Text.
○ ○ ○ ○

Das Forschungsinstitut für Flüssigboden arbeitet inzwischen auch an weiteren Wegen, um die auf den Baustellen eingesparten CO2-Mengen auch noch auf anderem Wege für den jeweiligen Bauherrn zu einem Vorteil zu machen. So sind selbst dauerhafte CO2-Speicherungen inzwischen bei der geplanten Anwendung von RSS Flüssigboden® möglich, bis hin zur thermischen Aktivierung von RSS Flüssigboden®, einer Möglichkeit ihn entweder wärmeableitend, wärmespeichernd oder wärmeisolierend einzustellen und in diesen Formen zu nutzen.

Bild 2: Energie- bzw. CO2-Einsparungen auf drei Ebenen bei kompetenter Anwendung des RSS® Flüssigbodenverfahrens

Gemäß der Abfallhierarchie nach § 6 KrWG ist die Vermeidung von Abfall die oberste Handlungsmaxime des bodenbezogenen Umweltrechts. RSS Flüssigboden® fällt jedoch bei korrekter Planung und bei Wiederverwendung des örtlich anfallenden Bodens inklusive nachgewiesenermaßen fehlender Gefährdung des Wirkungspfades Boden-Grundwasser nicht unter das Abfallrecht.

Dies liegt nicht daran, dass er aus dem Geltungsbereich der Ersatzbaustoffverordnung durch eine Ausnahme entfällt. Flüssigboden bleibt im Bundesbodenschutz, wenn eine kompetente Fachplanung der Flüssigbodenanwendung für eine geplante Wiederverwendung sorgt und den Schutz des Wirkungspfades Boden-Grundwasser in seine Planungsziele erfolgreich aufnimmt. Denn dann liegt kein Entledigungswille vor und der Aushub kann auch de jure nicht zu Abfall werden.

○ ○ ○ ○

(Datensätze mit beschrifteten Rahmen)
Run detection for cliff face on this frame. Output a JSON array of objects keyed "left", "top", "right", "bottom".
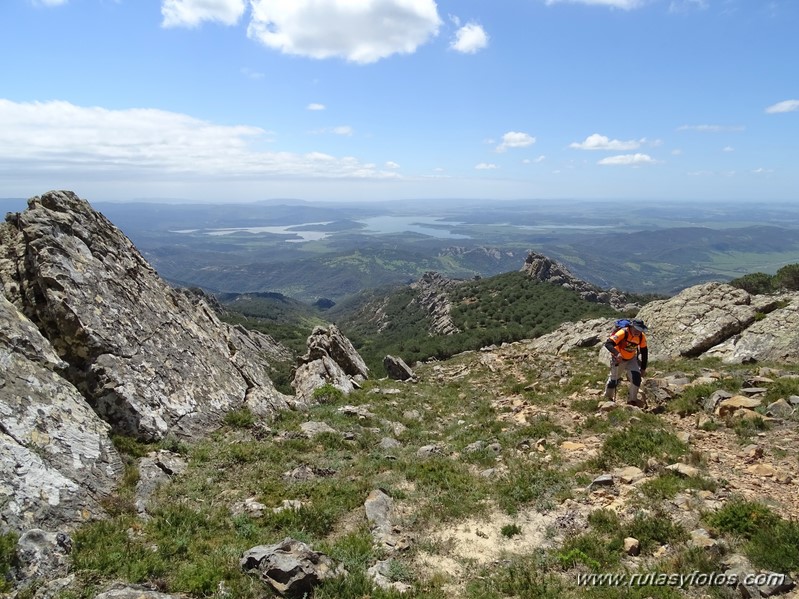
[
  {"left": 0, "top": 192, "right": 294, "bottom": 440},
  {"left": 521, "top": 252, "right": 637, "bottom": 310},
  {"left": 0, "top": 191, "right": 290, "bottom": 529}
]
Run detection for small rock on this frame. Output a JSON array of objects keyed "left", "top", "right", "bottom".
[
  {"left": 624, "top": 537, "right": 641, "bottom": 555},
  {"left": 666, "top": 463, "right": 699, "bottom": 478},
  {"left": 746, "top": 464, "right": 777, "bottom": 478},
  {"left": 560, "top": 441, "right": 585, "bottom": 451}
]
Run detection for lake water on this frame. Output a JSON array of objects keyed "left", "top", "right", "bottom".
[{"left": 172, "top": 216, "right": 469, "bottom": 243}]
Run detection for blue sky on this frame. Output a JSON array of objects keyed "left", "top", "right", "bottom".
[{"left": 0, "top": 0, "right": 799, "bottom": 206}]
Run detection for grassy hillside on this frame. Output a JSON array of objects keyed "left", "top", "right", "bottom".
[
  {"left": 54, "top": 343, "right": 799, "bottom": 599},
  {"left": 217, "top": 272, "right": 617, "bottom": 374}
]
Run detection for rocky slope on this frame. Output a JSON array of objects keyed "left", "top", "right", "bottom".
[
  {"left": 521, "top": 252, "right": 638, "bottom": 310},
  {"left": 0, "top": 192, "right": 293, "bottom": 530},
  {"left": 0, "top": 192, "right": 799, "bottom": 596}
]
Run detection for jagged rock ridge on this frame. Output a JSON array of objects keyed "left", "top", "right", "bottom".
[
  {"left": 411, "top": 271, "right": 463, "bottom": 335},
  {"left": 0, "top": 191, "right": 294, "bottom": 446},
  {"left": 521, "top": 252, "right": 638, "bottom": 311}
]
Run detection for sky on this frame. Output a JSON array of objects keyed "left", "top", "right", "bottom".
[{"left": 0, "top": 0, "right": 799, "bottom": 204}]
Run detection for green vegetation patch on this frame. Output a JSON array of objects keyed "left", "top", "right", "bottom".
[
  {"left": 595, "top": 414, "right": 688, "bottom": 470},
  {"left": 706, "top": 498, "right": 799, "bottom": 574}
]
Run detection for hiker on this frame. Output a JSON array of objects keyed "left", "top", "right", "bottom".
[{"left": 605, "top": 319, "right": 649, "bottom": 408}]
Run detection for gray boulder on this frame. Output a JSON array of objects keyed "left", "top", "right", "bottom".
[
  {"left": 708, "top": 293, "right": 799, "bottom": 363},
  {"left": 638, "top": 283, "right": 779, "bottom": 360},
  {"left": 241, "top": 537, "right": 346, "bottom": 597},
  {"left": 0, "top": 191, "right": 288, "bottom": 440},
  {"left": 291, "top": 324, "right": 369, "bottom": 405},
  {"left": 0, "top": 295, "right": 123, "bottom": 532},
  {"left": 411, "top": 271, "right": 463, "bottom": 335},
  {"left": 383, "top": 356, "right": 416, "bottom": 381}
]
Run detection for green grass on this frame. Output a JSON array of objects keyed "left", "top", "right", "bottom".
[
  {"left": 639, "top": 471, "right": 718, "bottom": 503},
  {"left": 593, "top": 414, "right": 688, "bottom": 470},
  {"left": 706, "top": 498, "right": 799, "bottom": 574}
]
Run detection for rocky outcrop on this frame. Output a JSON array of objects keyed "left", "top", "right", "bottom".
[
  {"left": 291, "top": 324, "right": 369, "bottom": 405},
  {"left": 524, "top": 283, "right": 799, "bottom": 363},
  {"left": 383, "top": 356, "right": 416, "bottom": 381},
  {"left": 524, "top": 318, "right": 614, "bottom": 355},
  {"left": 521, "top": 252, "right": 638, "bottom": 311},
  {"left": 0, "top": 191, "right": 294, "bottom": 440},
  {"left": 240, "top": 537, "right": 347, "bottom": 597},
  {"left": 638, "top": 283, "right": 788, "bottom": 361},
  {"left": 0, "top": 295, "right": 123, "bottom": 531},
  {"left": 411, "top": 271, "right": 463, "bottom": 335},
  {"left": 707, "top": 293, "right": 799, "bottom": 363}
]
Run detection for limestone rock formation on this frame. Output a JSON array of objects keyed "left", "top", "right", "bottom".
[
  {"left": 240, "top": 537, "right": 347, "bottom": 597},
  {"left": 0, "top": 295, "right": 123, "bottom": 531},
  {"left": 0, "top": 191, "right": 287, "bottom": 440},
  {"left": 707, "top": 293, "right": 799, "bottom": 363},
  {"left": 521, "top": 252, "right": 637, "bottom": 310},
  {"left": 291, "top": 324, "right": 369, "bottom": 405},
  {"left": 411, "top": 271, "right": 463, "bottom": 335},
  {"left": 638, "top": 283, "right": 788, "bottom": 360},
  {"left": 524, "top": 283, "right": 799, "bottom": 363}
]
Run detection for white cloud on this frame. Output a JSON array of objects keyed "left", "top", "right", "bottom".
[
  {"left": 247, "top": 0, "right": 441, "bottom": 64},
  {"left": 496, "top": 131, "right": 535, "bottom": 152},
  {"left": 161, "top": 0, "right": 246, "bottom": 27},
  {"left": 522, "top": 154, "right": 547, "bottom": 164},
  {"left": 669, "top": 0, "right": 709, "bottom": 13},
  {"left": 569, "top": 133, "right": 641, "bottom": 152},
  {"left": 449, "top": 23, "right": 488, "bottom": 54},
  {"left": 0, "top": 99, "right": 399, "bottom": 182},
  {"left": 766, "top": 100, "right": 799, "bottom": 114},
  {"left": 677, "top": 125, "right": 744, "bottom": 133},
  {"left": 597, "top": 153, "right": 655, "bottom": 166},
  {"left": 547, "top": 0, "right": 644, "bottom": 10},
  {"left": 241, "top": 67, "right": 264, "bottom": 79},
  {"left": 331, "top": 125, "right": 354, "bottom": 137}
]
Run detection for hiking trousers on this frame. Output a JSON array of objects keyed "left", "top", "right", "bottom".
[{"left": 605, "top": 356, "right": 641, "bottom": 404}]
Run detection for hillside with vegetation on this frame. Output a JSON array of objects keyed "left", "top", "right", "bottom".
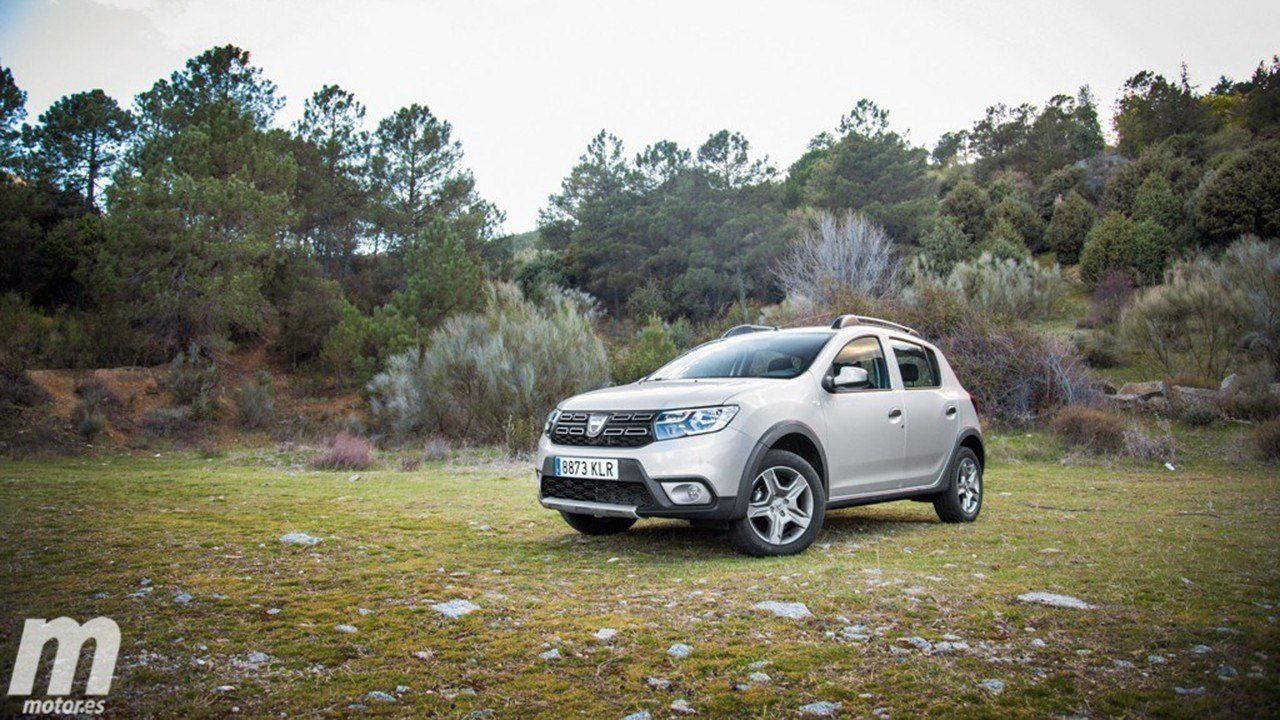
[{"left": 0, "top": 45, "right": 1280, "bottom": 457}]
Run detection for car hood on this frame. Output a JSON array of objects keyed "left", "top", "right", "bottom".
[{"left": 561, "top": 378, "right": 783, "bottom": 410}]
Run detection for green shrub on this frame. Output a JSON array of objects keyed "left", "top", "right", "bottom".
[
  {"left": 1044, "top": 190, "right": 1098, "bottom": 264},
  {"left": 1253, "top": 418, "right": 1280, "bottom": 462},
  {"left": 991, "top": 195, "right": 1044, "bottom": 250},
  {"left": 271, "top": 272, "right": 343, "bottom": 366},
  {"left": 1129, "top": 173, "right": 1183, "bottom": 232},
  {"left": 609, "top": 315, "right": 680, "bottom": 383},
  {"left": 1196, "top": 140, "right": 1280, "bottom": 243},
  {"left": 1051, "top": 405, "right": 1125, "bottom": 455},
  {"left": 938, "top": 179, "right": 991, "bottom": 241},
  {"left": 1080, "top": 213, "right": 1170, "bottom": 284},
  {"left": 920, "top": 215, "right": 974, "bottom": 277},
  {"left": 1219, "top": 363, "right": 1280, "bottom": 421},
  {"left": 978, "top": 219, "right": 1032, "bottom": 260},
  {"left": 236, "top": 370, "right": 275, "bottom": 430},
  {"left": 369, "top": 284, "right": 608, "bottom": 442},
  {"left": 1071, "top": 331, "right": 1124, "bottom": 368}
]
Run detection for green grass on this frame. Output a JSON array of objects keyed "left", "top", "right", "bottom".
[{"left": 0, "top": 429, "right": 1280, "bottom": 717}]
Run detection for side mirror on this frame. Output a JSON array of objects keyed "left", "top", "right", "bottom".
[{"left": 831, "top": 365, "right": 872, "bottom": 388}]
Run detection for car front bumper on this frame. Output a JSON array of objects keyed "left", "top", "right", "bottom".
[{"left": 535, "top": 427, "right": 755, "bottom": 520}]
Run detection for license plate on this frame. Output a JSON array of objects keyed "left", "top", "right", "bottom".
[{"left": 556, "top": 457, "right": 618, "bottom": 480}]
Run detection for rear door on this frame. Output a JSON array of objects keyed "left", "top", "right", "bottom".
[
  {"left": 890, "top": 338, "right": 957, "bottom": 488},
  {"left": 823, "top": 334, "right": 905, "bottom": 500}
]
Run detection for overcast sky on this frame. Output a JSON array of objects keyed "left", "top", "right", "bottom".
[{"left": 0, "top": 0, "right": 1280, "bottom": 232}]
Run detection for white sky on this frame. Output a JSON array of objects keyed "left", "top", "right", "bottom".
[{"left": 0, "top": 0, "right": 1280, "bottom": 232}]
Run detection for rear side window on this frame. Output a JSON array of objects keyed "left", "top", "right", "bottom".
[
  {"left": 891, "top": 340, "right": 942, "bottom": 389},
  {"left": 832, "top": 336, "right": 890, "bottom": 389}
]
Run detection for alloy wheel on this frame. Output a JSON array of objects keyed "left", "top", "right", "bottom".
[
  {"left": 746, "top": 465, "right": 813, "bottom": 544},
  {"left": 956, "top": 457, "right": 982, "bottom": 515}
]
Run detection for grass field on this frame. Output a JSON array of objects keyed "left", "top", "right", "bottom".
[{"left": 0, "top": 430, "right": 1280, "bottom": 717}]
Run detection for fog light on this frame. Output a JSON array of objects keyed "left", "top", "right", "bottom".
[{"left": 662, "top": 483, "right": 712, "bottom": 505}]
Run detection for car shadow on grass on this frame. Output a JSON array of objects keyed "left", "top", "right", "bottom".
[{"left": 530, "top": 507, "right": 941, "bottom": 562}]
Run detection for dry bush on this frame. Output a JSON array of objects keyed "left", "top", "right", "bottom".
[
  {"left": 1051, "top": 405, "right": 1126, "bottom": 455},
  {"left": 778, "top": 210, "right": 900, "bottom": 307},
  {"left": 369, "top": 286, "right": 608, "bottom": 443},
  {"left": 311, "top": 433, "right": 374, "bottom": 470},
  {"left": 142, "top": 407, "right": 200, "bottom": 441},
  {"left": 236, "top": 370, "right": 275, "bottom": 430},
  {"left": 1253, "top": 418, "right": 1280, "bottom": 462}
]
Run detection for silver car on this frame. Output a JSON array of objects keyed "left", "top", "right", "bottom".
[{"left": 536, "top": 315, "right": 984, "bottom": 555}]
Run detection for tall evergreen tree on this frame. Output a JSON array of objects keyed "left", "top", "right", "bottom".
[{"left": 35, "top": 90, "right": 133, "bottom": 208}]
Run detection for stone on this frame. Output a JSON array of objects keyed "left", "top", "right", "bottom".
[
  {"left": 755, "top": 600, "right": 813, "bottom": 620},
  {"left": 902, "top": 637, "right": 933, "bottom": 652},
  {"left": 671, "top": 697, "right": 698, "bottom": 715},
  {"left": 667, "top": 643, "right": 694, "bottom": 660},
  {"left": 1119, "top": 380, "right": 1165, "bottom": 400},
  {"left": 431, "top": 600, "right": 480, "bottom": 620},
  {"left": 800, "top": 700, "right": 840, "bottom": 717},
  {"left": 1018, "top": 592, "right": 1093, "bottom": 610},
  {"left": 1174, "top": 685, "right": 1204, "bottom": 697},
  {"left": 280, "top": 533, "right": 320, "bottom": 547}
]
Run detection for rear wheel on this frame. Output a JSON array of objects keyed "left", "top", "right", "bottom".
[
  {"left": 933, "top": 447, "right": 982, "bottom": 523},
  {"left": 561, "top": 510, "right": 636, "bottom": 536},
  {"left": 730, "top": 450, "right": 827, "bottom": 556}
]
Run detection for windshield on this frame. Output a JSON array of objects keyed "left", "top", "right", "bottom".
[{"left": 648, "top": 332, "right": 831, "bottom": 380}]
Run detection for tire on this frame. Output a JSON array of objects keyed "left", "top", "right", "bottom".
[
  {"left": 933, "top": 447, "right": 983, "bottom": 523},
  {"left": 730, "top": 450, "right": 827, "bottom": 557},
  {"left": 561, "top": 510, "right": 636, "bottom": 536}
]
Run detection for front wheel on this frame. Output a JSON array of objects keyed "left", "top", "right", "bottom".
[
  {"left": 561, "top": 510, "right": 636, "bottom": 536},
  {"left": 933, "top": 447, "right": 982, "bottom": 523},
  {"left": 730, "top": 450, "right": 827, "bottom": 556}
]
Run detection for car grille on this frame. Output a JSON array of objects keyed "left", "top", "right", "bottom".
[
  {"left": 550, "top": 410, "right": 657, "bottom": 447},
  {"left": 541, "top": 475, "right": 653, "bottom": 507}
]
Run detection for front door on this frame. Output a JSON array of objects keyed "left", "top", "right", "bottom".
[
  {"left": 890, "top": 340, "right": 957, "bottom": 488},
  {"left": 824, "top": 336, "right": 906, "bottom": 500}
]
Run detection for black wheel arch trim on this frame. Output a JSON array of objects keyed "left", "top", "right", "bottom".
[{"left": 733, "top": 420, "right": 831, "bottom": 519}]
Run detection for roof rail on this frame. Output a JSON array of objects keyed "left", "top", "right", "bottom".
[
  {"left": 831, "top": 315, "right": 920, "bottom": 337},
  {"left": 721, "top": 325, "right": 778, "bottom": 340}
]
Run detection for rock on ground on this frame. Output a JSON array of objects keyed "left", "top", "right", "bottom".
[
  {"left": 1018, "top": 592, "right": 1094, "bottom": 610},
  {"left": 978, "top": 679, "right": 1005, "bottom": 694},
  {"left": 755, "top": 600, "right": 813, "bottom": 620},
  {"left": 431, "top": 600, "right": 480, "bottom": 620},
  {"left": 800, "top": 700, "right": 840, "bottom": 717}
]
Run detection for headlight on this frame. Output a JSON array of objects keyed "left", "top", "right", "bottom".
[{"left": 653, "top": 405, "right": 737, "bottom": 439}]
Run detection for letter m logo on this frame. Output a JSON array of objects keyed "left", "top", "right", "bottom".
[{"left": 9, "top": 618, "right": 120, "bottom": 696}]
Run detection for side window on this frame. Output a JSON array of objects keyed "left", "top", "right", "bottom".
[
  {"left": 892, "top": 340, "right": 942, "bottom": 388},
  {"left": 831, "top": 336, "right": 890, "bottom": 389}
]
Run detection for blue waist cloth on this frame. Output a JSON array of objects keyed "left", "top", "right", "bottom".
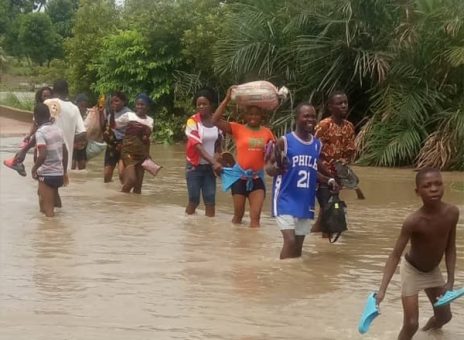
[{"left": 221, "top": 164, "right": 264, "bottom": 191}]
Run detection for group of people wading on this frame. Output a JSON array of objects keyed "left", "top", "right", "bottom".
[
  {"left": 5, "top": 80, "right": 355, "bottom": 258},
  {"left": 4, "top": 80, "right": 460, "bottom": 339}
]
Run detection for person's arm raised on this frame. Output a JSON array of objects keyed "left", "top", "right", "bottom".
[
  {"left": 264, "top": 137, "right": 286, "bottom": 177},
  {"left": 212, "top": 86, "right": 235, "bottom": 134},
  {"left": 445, "top": 206, "right": 459, "bottom": 292},
  {"left": 376, "top": 217, "right": 414, "bottom": 304}
]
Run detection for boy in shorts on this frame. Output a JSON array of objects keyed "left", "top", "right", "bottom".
[
  {"left": 377, "top": 168, "right": 459, "bottom": 340},
  {"left": 266, "top": 103, "right": 337, "bottom": 259},
  {"left": 31, "top": 103, "right": 68, "bottom": 217}
]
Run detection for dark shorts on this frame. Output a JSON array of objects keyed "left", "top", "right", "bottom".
[
  {"left": 73, "top": 148, "right": 87, "bottom": 162},
  {"left": 231, "top": 177, "right": 266, "bottom": 197},
  {"left": 39, "top": 176, "right": 64, "bottom": 189},
  {"left": 185, "top": 163, "right": 216, "bottom": 205},
  {"left": 105, "top": 141, "right": 122, "bottom": 167}
]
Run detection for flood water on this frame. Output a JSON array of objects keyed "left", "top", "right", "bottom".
[{"left": 0, "top": 137, "right": 464, "bottom": 340}]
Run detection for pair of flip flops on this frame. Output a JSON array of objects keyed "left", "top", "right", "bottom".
[
  {"left": 433, "top": 287, "right": 464, "bottom": 307},
  {"left": 358, "top": 293, "right": 380, "bottom": 334},
  {"left": 358, "top": 287, "right": 464, "bottom": 334}
]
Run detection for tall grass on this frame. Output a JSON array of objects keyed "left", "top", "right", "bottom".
[{"left": 0, "top": 92, "right": 34, "bottom": 111}]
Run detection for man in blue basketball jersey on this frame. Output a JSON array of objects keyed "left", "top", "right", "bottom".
[{"left": 266, "top": 103, "right": 337, "bottom": 259}]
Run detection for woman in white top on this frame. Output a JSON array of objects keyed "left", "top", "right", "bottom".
[
  {"left": 115, "top": 93, "right": 153, "bottom": 194},
  {"left": 185, "top": 89, "right": 222, "bottom": 217}
]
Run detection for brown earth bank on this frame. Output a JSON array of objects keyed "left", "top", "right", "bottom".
[{"left": 0, "top": 105, "right": 32, "bottom": 137}]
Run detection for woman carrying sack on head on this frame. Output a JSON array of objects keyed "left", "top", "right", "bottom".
[
  {"left": 115, "top": 93, "right": 153, "bottom": 194},
  {"left": 212, "top": 86, "right": 275, "bottom": 228}
]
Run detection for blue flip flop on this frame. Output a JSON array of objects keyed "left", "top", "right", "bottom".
[
  {"left": 433, "top": 287, "right": 464, "bottom": 307},
  {"left": 358, "top": 293, "right": 380, "bottom": 334}
]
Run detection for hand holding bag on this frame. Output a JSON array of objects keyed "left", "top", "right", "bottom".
[
  {"left": 142, "top": 158, "right": 162, "bottom": 176},
  {"left": 321, "top": 193, "right": 348, "bottom": 243}
]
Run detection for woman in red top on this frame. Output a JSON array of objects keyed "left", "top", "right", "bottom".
[{"left": 212, "top": 87, "right": 274, "bottom": 227}]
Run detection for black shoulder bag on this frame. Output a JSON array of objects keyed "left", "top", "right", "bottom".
[{"left": 321, "top": 193, "right": 348, "bottom": 243}]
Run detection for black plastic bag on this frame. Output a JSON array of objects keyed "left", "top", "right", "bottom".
[{"left": 321, "top": 193, "right": 348, "bottom": 243}]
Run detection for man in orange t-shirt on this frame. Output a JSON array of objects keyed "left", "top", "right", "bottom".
[
  {"left": 212, "top": 87, "right": 275, "bottom": 227},
  {"left": 311, "top": 91, "right": 356, "bottom": 232}
]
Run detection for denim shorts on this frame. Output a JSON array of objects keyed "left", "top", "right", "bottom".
[
  {"left": 185, "top": 163, "right": 216, "bottom": 205},
  {"left": 39, "top": 176, "right": 64, "bottom": 189}
]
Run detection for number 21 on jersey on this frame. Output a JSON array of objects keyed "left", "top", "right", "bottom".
[{"left": 296, "top": 170, "right": 310, "bottom": 189}]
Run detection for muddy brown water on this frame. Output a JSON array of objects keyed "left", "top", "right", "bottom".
[{"left": 0, "top": 137, "right": 464, "bottom": 340}]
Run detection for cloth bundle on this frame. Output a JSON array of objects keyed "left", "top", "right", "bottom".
[{"left": 232, "top": 80, "right": 288, "bottom": 111}]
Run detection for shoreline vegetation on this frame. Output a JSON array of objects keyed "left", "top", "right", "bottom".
[{"left": 0, "top": 0, "right": 464, "bottom": 171}]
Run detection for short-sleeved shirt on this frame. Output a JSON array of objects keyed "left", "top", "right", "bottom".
[
  {"left": 185, "top": 113, "right": 222, "bottom": 166},
  {"left": 35, "top": 123, "right": 64, "bottom": 176},
  {"left": 44, "top": 98, "right": 86, "bottom": 169},
  {"left": 314, "top": 117, "right": 356, "bottom": 171},
  {"left": 230, "top": 122, "right": 275, "bottom": 171}
]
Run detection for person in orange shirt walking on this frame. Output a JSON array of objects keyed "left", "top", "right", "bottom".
[
  {"left": 212, "top": 86, "right": 275, "bottom": 228},
  {"left": 311, "top": 91, "right": 356, "bottom": 232}
]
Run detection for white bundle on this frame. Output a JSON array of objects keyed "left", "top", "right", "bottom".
[{"left": 232, "top": 80, "right": 288, "bottom": 111}]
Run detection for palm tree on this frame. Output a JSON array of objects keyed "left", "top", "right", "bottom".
[{"left": 215, "top": 0, "right": 464, "bottom": 169}]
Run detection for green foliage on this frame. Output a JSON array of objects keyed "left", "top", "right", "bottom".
[
  {"left": 45, "top": 0, "right": 79, "bottom": 38},
  {"left": 90, "top": 31, "right": 160, "bottom": 99},
  {"left": 0, "top": 93, "right": 34, "bottom": 111},
  {"left": 152, "top": 108, "right": 187, "bottom": 144},
  {"left": 65, "top": 0, "right": 119, "bottom": 93},
  {"left": 214, "top": 0, "right": 464, "bottom": 169}
]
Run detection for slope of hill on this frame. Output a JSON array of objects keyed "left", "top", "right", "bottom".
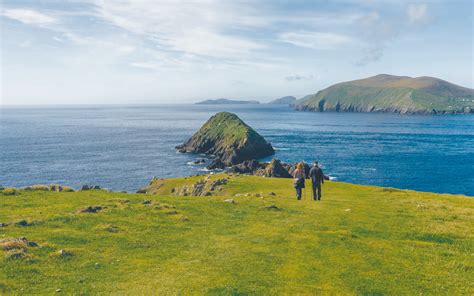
[
  {"left": 268, "top": 96, "right": 296, "bottom": 105},
  {"left": 293, "top": 74, "right": 474, "bottom": 114},
  {"left": 0, "top": 174, "right": 474, "bottom": 295},
  {"left": 196, "top": 99, "right": 260, "bottom": 105},
  {"left": 176, "top": 112, "right": 275, "bottom": 168}
]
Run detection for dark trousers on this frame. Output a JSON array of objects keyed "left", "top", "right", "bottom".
[
  {"left": 313, "top": 182, "right": 321, "bottom": 200},
  {"left": 296, "top": 187, "right": 303, "bottom": 200}
]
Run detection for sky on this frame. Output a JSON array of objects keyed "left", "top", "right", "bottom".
[{"left": 0, "top": 0, "right": 474, "bottom": 105}]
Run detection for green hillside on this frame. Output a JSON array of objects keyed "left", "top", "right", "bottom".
[
  {"left": 0, "top": 174, "right": 474, "bottom": 295},
  {"left": 293, "top": 74, "right": 474, "bottom": 114}
]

○ ○ ○ ○

Aufgabenstellung.
• 1. Aktualisiere den Abschnitt des Textes über Flüssigboden, der mit den Worten „Dies liegt nicht“ beginnt und mit „zu Abfall werden.“ endet, und setze dabei „Fachberatung“ an die Stelle von „Fachplanung“.
• 2. Finde alle Zeilen der Datensätze, in denen die Zeichenfolge „tall“ vorkommt, und gib sie unverändert wieder. Groß- und Kleinschreibung sind dabei zu beachten.
Die Datensätze stehen in keinem Zusammenhang mit dem Text.

Antworten.
• 1.
Dies liegt nicht daran, dass er aus dem Geltungsbereich der Ersatzbaustoffverordnung durch eine Ausnahme entfällt. Flüssigboden bleibt im Bundesbodenschutz, wenn eine kompetente Fachberatung der Flüssigbodenanwendung für eine geplante Wiederverwendung sorgt und den Schutz des Wirkungspfades Boden-Grundwasser in seine Planungsziele erfolgreich aufnimmt. Denn dann liegt kein Entledigungswille vor und der Aushub kann auch de jure nicht zu Abfall werden.

• 2.
Run detection for tall evergreen tree on this frame. Output a JSON array of objects keyed "left", "top", "right", "bottom".
Run detection for tall grass on this frame. Output a JSON array of objects keyed "left", "top", "right", "bottom".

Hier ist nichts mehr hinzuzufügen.